Required actions ::
- A) From the passage about the campus poster dispute, pull out the stretch from "Students are demanding" through "head with clubs." word for word.
- B) Please continue the passage about the campus poster dispute from where it stops.

Excerpted text ::
>> begin
Students are demanding that the president, Father Brian Shanley, condemn Dominic, and thus ensure that such a poster will never be seen on campus again. This is called establishing a “safe space.” The gay activist group SHEPARD is going to march against “homophobia” and “transphobia” on Wednesday, with the full approval of the administration. That is like dragging Dominic up from the ground and beating him about the head with clubs.

Some of the resident Dominicans have urged Dominic to join the march, to show that he is not what the whole campus now believes him to be. He has been publicly singled out, targeted for vilification, physically threatened, forced to leave his dormitory room, attacked in the campus newspaper, and slimed by the administration—all for what I have described above. And now he is supposed to participate in his own humiliation. For what? [Editor’s note: We have learned that the resident Dominicans who made this recommendation have since reversed course realizing how futile it would be to participate in such a march.] [Note from Dreher: that editor’s note appears in the original, from Crisis magazine]

Read the whole thing.

Fortunately, some of the PC faculty are standing up for Smalanskas. Father Shanley, for his part, issued this equivocating statement about the matter. This report on Lifesite News has a lot more detail, including an interview with Smalanskas and his faculty adviser, James Keating. It also has a photo of a cartoon depicting Smalanskas being sodomized as punishment for the bulletin board. From Lifesite:

Campus police informed Smalanskas of the anal rape cartoon that “had been found in my common bathroom…posted on the mirror.”

This “very disturbing threat” is “a Title IX issue now,” said Smalanskas. A “lawsuit’s not off the table by any stretch.”
>> end
Provided data ::
>> begin
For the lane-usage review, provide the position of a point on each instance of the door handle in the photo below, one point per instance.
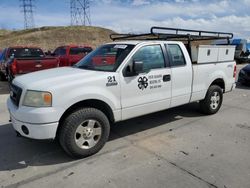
>> end
The results ::
- A)
Students are demanding that the president, Father Brian Shanley, condemn Dominic, and thus ensure that such a poster will never be seen on campus again. This is called establishing a “safe space.” The gay activist group SHEPARD is going to march against “homophobia” and “transphobia” on Wednesday, with the full approval of the administration. That is like dragging Dominic up from the ground and beating him about the head with clubs.

- B)
Even after the pro-sexual assault cartoon emerged, Providence College has been silent and not condemned the way other students are treating Smalanskas.

“The example that I gave to Kristine Goodwin is, let’s say a young Mexican-American student had put up a poster that said, ‘God loves the dreamers,’ that poster had been torn down, and [the student who created it] felt unsafe in her own dormitory because kids who tore it down were milling outside her door,” said Dr. Keating. “Then, a poster is put up of her being raped. How would the college react?”

“For the life of me, I can’t figure out why Michael doesn’t even get a little bit” of sympathy from the administration. Keating said Providence College’s foremost responsibility is to protect its students’ right to express their opinions, especially when those opinions are in line with the Roman Catholic Church.

The college has “failed” to do this, Keating told LifeSiteNews.

“This kid has had to move to another dorm for safety and the president of the college won’t speak to his parents,” said the anonymous faculty member quoted earlier in this story. If the student was “gay or black,” the college’s response would have been totally different.

This is an utter disgrace. If Smalanskas had to be moved by campus security out of his dorm room for his own safety, because he publicly affirmed Roman Catholic teaching — well, where on earth are the Board of Trustees? Where is the Dominican Order, which runs Providence College? Where are the PC alumni?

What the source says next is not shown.